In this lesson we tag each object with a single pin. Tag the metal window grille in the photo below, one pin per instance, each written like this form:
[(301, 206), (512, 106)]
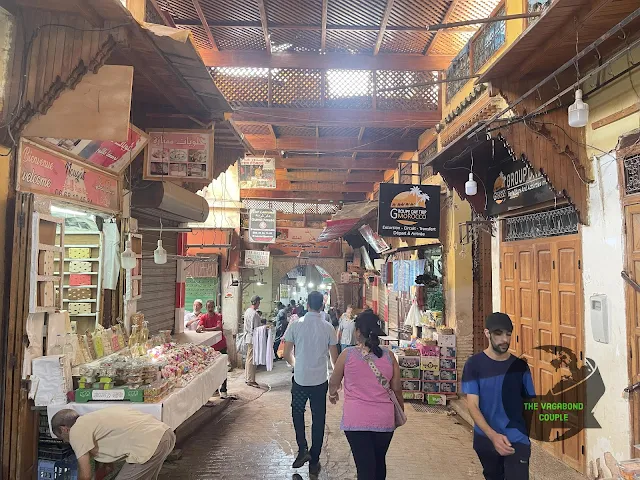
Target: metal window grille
[(291, 207), (632, 174), (561, 221), (460, 67), (491, 37), (426, 171)]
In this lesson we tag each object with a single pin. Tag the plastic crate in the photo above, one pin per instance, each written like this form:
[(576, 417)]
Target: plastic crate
[(66, 469)]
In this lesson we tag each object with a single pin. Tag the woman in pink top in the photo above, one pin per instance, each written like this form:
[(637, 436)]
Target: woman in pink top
[(368, 416)]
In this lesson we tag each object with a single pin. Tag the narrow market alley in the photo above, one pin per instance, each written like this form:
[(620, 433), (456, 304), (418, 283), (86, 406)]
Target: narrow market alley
[(254, 439)]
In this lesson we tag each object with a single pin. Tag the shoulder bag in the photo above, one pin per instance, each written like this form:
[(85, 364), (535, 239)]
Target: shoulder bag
[(400, 418)]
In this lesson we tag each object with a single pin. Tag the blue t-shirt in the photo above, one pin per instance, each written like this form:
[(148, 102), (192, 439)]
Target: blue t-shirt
[(502, 387)]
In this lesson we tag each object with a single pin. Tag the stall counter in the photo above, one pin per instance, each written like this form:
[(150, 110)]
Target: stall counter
[(175, 408)]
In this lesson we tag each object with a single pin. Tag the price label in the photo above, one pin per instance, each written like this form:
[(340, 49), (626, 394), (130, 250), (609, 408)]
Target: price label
[(107, 395)]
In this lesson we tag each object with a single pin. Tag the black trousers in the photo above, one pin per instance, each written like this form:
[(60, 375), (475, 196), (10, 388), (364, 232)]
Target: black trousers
[(223, 388), (497, 467), (317, 397), (369, 451)]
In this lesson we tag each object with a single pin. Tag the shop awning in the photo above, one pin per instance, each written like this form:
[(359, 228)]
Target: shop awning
[(350, 217)]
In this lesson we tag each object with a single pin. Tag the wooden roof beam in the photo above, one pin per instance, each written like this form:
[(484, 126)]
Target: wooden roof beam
[(205, 24), (307, 196), (331, 144), (335, 163), (383, 26), (328, 117), (256, 59), (264, 21)]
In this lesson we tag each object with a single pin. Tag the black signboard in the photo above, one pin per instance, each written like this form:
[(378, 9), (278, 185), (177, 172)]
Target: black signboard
[(409, 211), (262, 226), (515, 184)]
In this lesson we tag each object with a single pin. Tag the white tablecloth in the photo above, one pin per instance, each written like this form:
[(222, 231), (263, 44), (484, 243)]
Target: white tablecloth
[(175, 408)]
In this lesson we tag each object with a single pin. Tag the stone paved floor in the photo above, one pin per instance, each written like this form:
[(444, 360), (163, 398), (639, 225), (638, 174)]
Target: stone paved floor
[(254, 439)]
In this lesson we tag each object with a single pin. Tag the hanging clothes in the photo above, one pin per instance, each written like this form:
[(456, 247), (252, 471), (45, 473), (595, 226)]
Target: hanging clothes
[(263, 347)]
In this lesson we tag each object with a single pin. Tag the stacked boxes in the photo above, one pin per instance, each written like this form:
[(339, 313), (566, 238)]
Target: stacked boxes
[(410, 377)]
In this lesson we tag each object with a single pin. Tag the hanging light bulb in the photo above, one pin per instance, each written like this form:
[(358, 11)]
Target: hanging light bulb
[(160, 254), (128, 257), (471, 186), (578, 112)]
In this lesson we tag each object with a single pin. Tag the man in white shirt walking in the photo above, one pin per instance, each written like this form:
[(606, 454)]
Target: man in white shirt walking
[(251, 322), (313, 338)]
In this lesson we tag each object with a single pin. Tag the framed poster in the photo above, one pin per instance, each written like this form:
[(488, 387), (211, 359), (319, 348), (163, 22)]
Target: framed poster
[(409, 211), (110, 155), (262, 226), (185, 155), (257, 172), (256, 258), (45, 171)]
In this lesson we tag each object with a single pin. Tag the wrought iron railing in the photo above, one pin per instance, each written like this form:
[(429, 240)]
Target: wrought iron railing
[(487, 42), (561, 221), (331, 88)]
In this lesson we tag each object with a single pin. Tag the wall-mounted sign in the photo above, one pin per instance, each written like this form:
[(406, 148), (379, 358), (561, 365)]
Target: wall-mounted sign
[(262, 226), (185, 155), (293, 242), (515, 184), (114, 156), (257, 172), (256, 258), (376, 241), (48, 172), (409, 211)]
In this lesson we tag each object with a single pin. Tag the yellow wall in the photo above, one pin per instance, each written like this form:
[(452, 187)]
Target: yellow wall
[(514, 29)]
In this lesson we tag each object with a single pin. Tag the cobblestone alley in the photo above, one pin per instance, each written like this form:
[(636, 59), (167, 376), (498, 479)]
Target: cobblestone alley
[(254, 439)]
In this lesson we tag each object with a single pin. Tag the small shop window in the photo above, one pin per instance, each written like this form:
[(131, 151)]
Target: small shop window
[(488, 41), (550, 223)]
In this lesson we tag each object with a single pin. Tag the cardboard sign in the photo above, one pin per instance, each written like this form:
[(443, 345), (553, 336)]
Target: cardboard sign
[(409, 211), (185, 155), (46, 172), (262, 226), (257, 172)]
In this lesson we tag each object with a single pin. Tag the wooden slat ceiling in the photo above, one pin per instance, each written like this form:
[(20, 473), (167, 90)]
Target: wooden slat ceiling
[(331, 142)]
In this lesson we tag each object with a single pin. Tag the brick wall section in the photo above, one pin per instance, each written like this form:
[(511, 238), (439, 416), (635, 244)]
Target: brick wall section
[(334, 266)]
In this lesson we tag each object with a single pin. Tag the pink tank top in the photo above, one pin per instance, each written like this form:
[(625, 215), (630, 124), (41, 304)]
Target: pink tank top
[(367, 406)]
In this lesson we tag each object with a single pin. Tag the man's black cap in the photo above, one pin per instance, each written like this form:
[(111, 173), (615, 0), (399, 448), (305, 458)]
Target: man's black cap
[(498, 321)]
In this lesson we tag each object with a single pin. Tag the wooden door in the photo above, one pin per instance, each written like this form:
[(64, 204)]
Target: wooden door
[(632, 267), (542, 293)]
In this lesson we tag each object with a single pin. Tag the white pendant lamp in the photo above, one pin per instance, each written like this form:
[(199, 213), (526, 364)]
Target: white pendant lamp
[(160, 254), (578, 112), (128, 257), (471, 186)]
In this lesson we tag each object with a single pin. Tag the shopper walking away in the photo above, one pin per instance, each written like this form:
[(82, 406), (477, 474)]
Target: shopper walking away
[(368, 419), (312, 338), (497, 385), (347, 329), (191, 318), (251, 322), (212, 322), (114, 433)]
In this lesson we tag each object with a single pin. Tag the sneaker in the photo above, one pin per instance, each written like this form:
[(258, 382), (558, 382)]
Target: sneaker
[(302, 458), (314, 468)]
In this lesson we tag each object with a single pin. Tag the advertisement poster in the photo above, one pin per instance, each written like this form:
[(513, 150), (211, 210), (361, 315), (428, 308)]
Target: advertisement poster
[(114, 156), (293, 242), (180, 154), (256, 258), (257, 173), (409, 211), (262, 226), (376, 241), (515, 184), (47, 172)]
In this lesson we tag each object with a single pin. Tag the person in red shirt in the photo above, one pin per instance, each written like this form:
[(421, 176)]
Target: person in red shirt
[(212, 322)]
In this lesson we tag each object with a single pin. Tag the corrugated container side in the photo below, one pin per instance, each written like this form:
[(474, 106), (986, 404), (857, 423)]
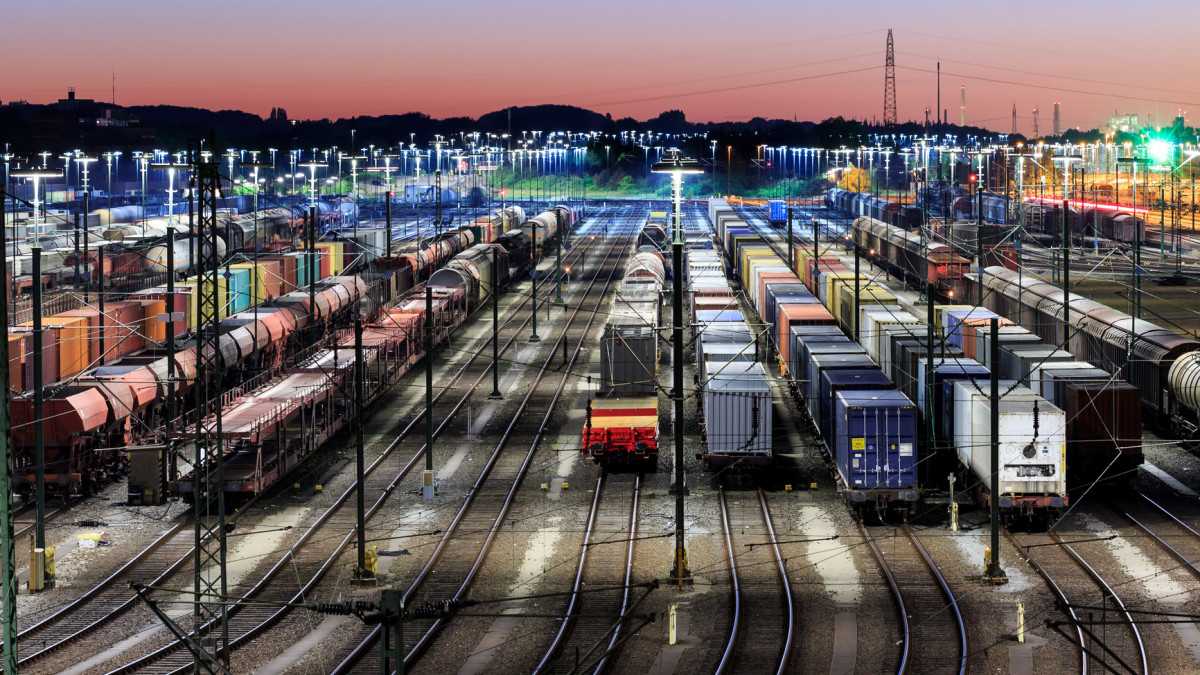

· · · · ·

**What you will do**
Using the material above, retype each entry exactly and omit the pictures.

**Your response**
In this lesson we tag each object with a single pin. Tag the metal window grille in the photo below, one pin per instance, each written like this form:
[(301, 206), (512, 106)]
Target: metal window grille
[(291, 207), (632, 174), (561, 221), (460, 67), (491, 37), (426, 171)]
In this lesson we tag each object with a single pin. Tag the plastic crate in the photo above, one pin per instance, each written like this form:
[(576, 417)]
Target: plastic crate
[(66, 469)]
In this lesson we tag each object with a single pin. Tag the woman in pink top in the photo above, one pin per instance, each written like this form:
[(637, 436)]
Target: woman in pink top
[(368, 416)]
In this lesson we tag each object with a single pin. Tag the narrow market alley in the photo above, one pin per instance, each written like this form:
[(620, 433), (456, 304), (418, 283), (86, 406)]
Target: narrow market alley
[(254, 439)]
In this lesson we tag each object with a single pin. Tag the shoulder bag in the photo above, one pin per instance, each written like this form:
[(85, 364), (535, 239)]
Target: shoulder bag
[(400, 418)]
In this lesson we tag each object with a single pin. Tag the blue t-shirt in the photo above, one pin per instance, each written like this form:
[(148, 102), (192, 439)]
Target: blue t-shirt
[(502, 387)]
In this lesson we tag each object with a single pin. Tag the stall counter in the photo above, one pin per instance, each written like this form:
[(150, 110)]
Target: stall counter
[(175, 408)]
In this lesson we tag each object with a single pin. Tag the price label in the photo above, one pin per instance, each written like this form:
[(340, 49), (626, 394), (130, 250), (609, 408)]
Target: price label
[(107, 395)]
In this lesson we tag each object with a single pin. Tag the black trousers in the photo above, one pin per instance, each written like this form:
[(60, 375), (475, 196), (10, 388), (364, 232)]
Target: black trousers
[(223, 388), (497, 467), (317, 397), (369, 451)]
In this lesson we tag each object with a single pin. Tag the shop awning in the photo above, one pin per instance, each written like this form:
[(359, 228)]
Target: shop awning
[(350, 217)]
In this lesson we tag each object with a single pin. Tag the wooden roof beam in the photo above, one pin per instance, each written like this form:
[(484, 126)]
Target: wooden roof beam
[(205, 24), (307, 196), (331, 144), (335, 163), (383, 26), (328, 117), (256, 59), (264, 21)]
In this lesson we tag each object with a single pin. Tag the black signboard in the photo above, one pin per instance, each written like this form:
[(378, 9), (278, 185), (177, 172)]
Target: black signboard
[(409, 211), (262, 226), (515, 184)]
In this lesson we tag each object with a single pin. Tag the white tablecloth in the photo above, one pin per instance, each written like this form:
[(222, 231), (263, 44), (484, 243)]
Target: white tablecloth
[(175, 408)]
In this lesson we tag each object with a single pin. Tag the stone paved floor in the photo above, one pin per instance, each written like this form:
[(444, 360), (163, 398), (639, 225), (638, 174)]
Target: stone paved floor
[(254, 439)]
In this lesson we tag each object with a single pin. Tag the hanging clothes in the photo above, one pin per instance, each written like this form:
[(456, 247), (252, 471), (45, 473), (595, 226)]
Target: hanging clothes
[(263, 347)]
In this lesson we tag each object with a single pin. Tag the stacked boxes in the photo above, one pin per instance, each written like this form:
[(339, 313), (566, 238)]
Target: stacked boxes
[(410, 377)]
In this lesson we tag each object with a single pin. Tag the hanging light bulb in the photo above, one pin per instance, each written like this form:
[(358, 11)]
Target: hanging light bulb
[(160, 254), (128, 257), (471, 186), (578, 112)]
In this lesson we tag each object with a single pin. Tag the man in white shirt walking in the photo above, one pin per instance, each written like this form:
[(606, 454)]
Target: man in white shirt walking
[(251, 322), (313, 338)]
In this lesson we tag each object with a single pin. Tag the framed poster in the photo above, one pin per instance, each written like this form:
[(488, 387), (211, 359), (319, 348), (163, 22)]
Target: framed poster
[(409, 211), (110, 155), (262, 226), (185, 155), (257, 172), (256, 258), (45, 171)]
In this lesson we tag each object with a single pin. Tag the wrought iron railing in the photo above, one pin per instance, each written like this form:
[(429, 240)]
Target: wrought iron railing
[(487, 42), (561, 221), (331, 88)]
In this lesson we tag each object with a single pin. Tag the wall-mounted sign in the photo above, one pin per instance, each written like this form:
[(406, 148), (379, 358), (561, 365)]
Target: wall-mounted sign
[(262, 226), (185, 155), (293, 242), (515, 184), (114, 156), (257, 172), (256, 258), (376, 241), (48, 172), (409, 211)]
In this lesson we tag each object with a single pin. Tag the yellow wall in the photo above, one pin per instance, each written like this form:
[(452, 187)]
Target: yellow wall
[(514, 29)]
In this lesson we tag each object with a single pin. Tag the cobblestone alley in the photo above, one pin per instance, each written like this form:
[(636, 59), (167, 376), (498, 479)]
Target: cobblestone alley
[(254, 439)]
In this lesson we tag each object with a single pin. Tag the small shop window in the photo above, one pin per instance, each written like this form:
[(131, 151)]
Target: small shop window
[(488, 41), (550, 223)]
In this lesson we tag each object with a single pin. Tag the cardboard sign in the photo above, one pin per instance, each written like this form:
[(443, 345), (553, 336)]
Target: cardboard sign
[(409, 211), (185, 155), (46, 172), (262, 226), (257, 172)]
In this lesson we tag each object with a single pin. Tag the wooden slat ceiling in the photo above, one pin per instance, each written like this form:
[(20, 473), (167, 90)]
Target: wooden slat ceiling
[(331, 142)]
In this lesson we tag each object with a single pin. Tag the brick wall section in the photo above, one pin per instance, each written like this form:
[(511, 238), (439, 416), (635, 244)]
Target: brick wall section
[(334, 266)]
In this lesson we tag each object with a single pin. Tag the pink tank top in the photo above, one pin per instance, each written like this form:
[(625, 215), (630, 124), (41, 304)]
Target: pink tank top
[(367, 406)]
In this lesson we tag each object with a single pin. Tag the man's black cap in the photo above, one pin per instance, each written like this form:
[(111, 173), (615, 0), (399, 448), (305, 458)]
Target: man's black cap
[(498, 321)]
In this lesson we tag each object with a single pin. Tag the wooden door in the photo above, one pin per instance, each written like this form:
[(64, 204)]
Target: wooden door
[(632, 267), (542, 293)]
In this lesson we tag each object with a single pin. Tag the white pendant lamp in the photo above, one pin per instance, each written like this form:
[(199, 213), (526, 364)]
Target: white pendant lamp
[(160, 254), (578, 112), (128, 257), (471, 186)]
In this lesson we tag each object with a single pin. Tag the shopper walking away in the photo above, one pin per instance, each written like this form:
[(82, 406), (477, 474)]
Target: shopper walking away
[(368, 419), (312, 338), (497, 385), (347, 329), (191, 318), (251, 322), (212, 322), (114, 433)]
In this lesson we tag each object with a single pin. Tag the sneaker in the photo above, one pin per instance, each written like this form:
[(258, 382), (558, 382)]
Target: sneaker
[(302, 458), (314, 468)]
In this lesson we tag each object with a single pin. Tag the advertisement poster in the photo above, one pin per instance, each written like this form:
[(513, 150), (211, 210), (361, 315), (428, 308)]
Target: advertisement poster
[(114, 156), (293, 242), (180, 154), (256, 258), (257, 173), (409, 211), (262, 226), (376, 241), (515, 184), (47, 172)]
In this lesson we tag each object with a single pin. Tag the person in red shirt in the photo above, one pin per instance, each written like this form:
[(421, 176)]
Target: person in red shirt
[(212, 322)]
In this lesson we tag each object with a single pin. Tag the corrugated container side in the photo below, one pin per instance, each written like this form:
[(474, 106), (986, 404), (857, 423)]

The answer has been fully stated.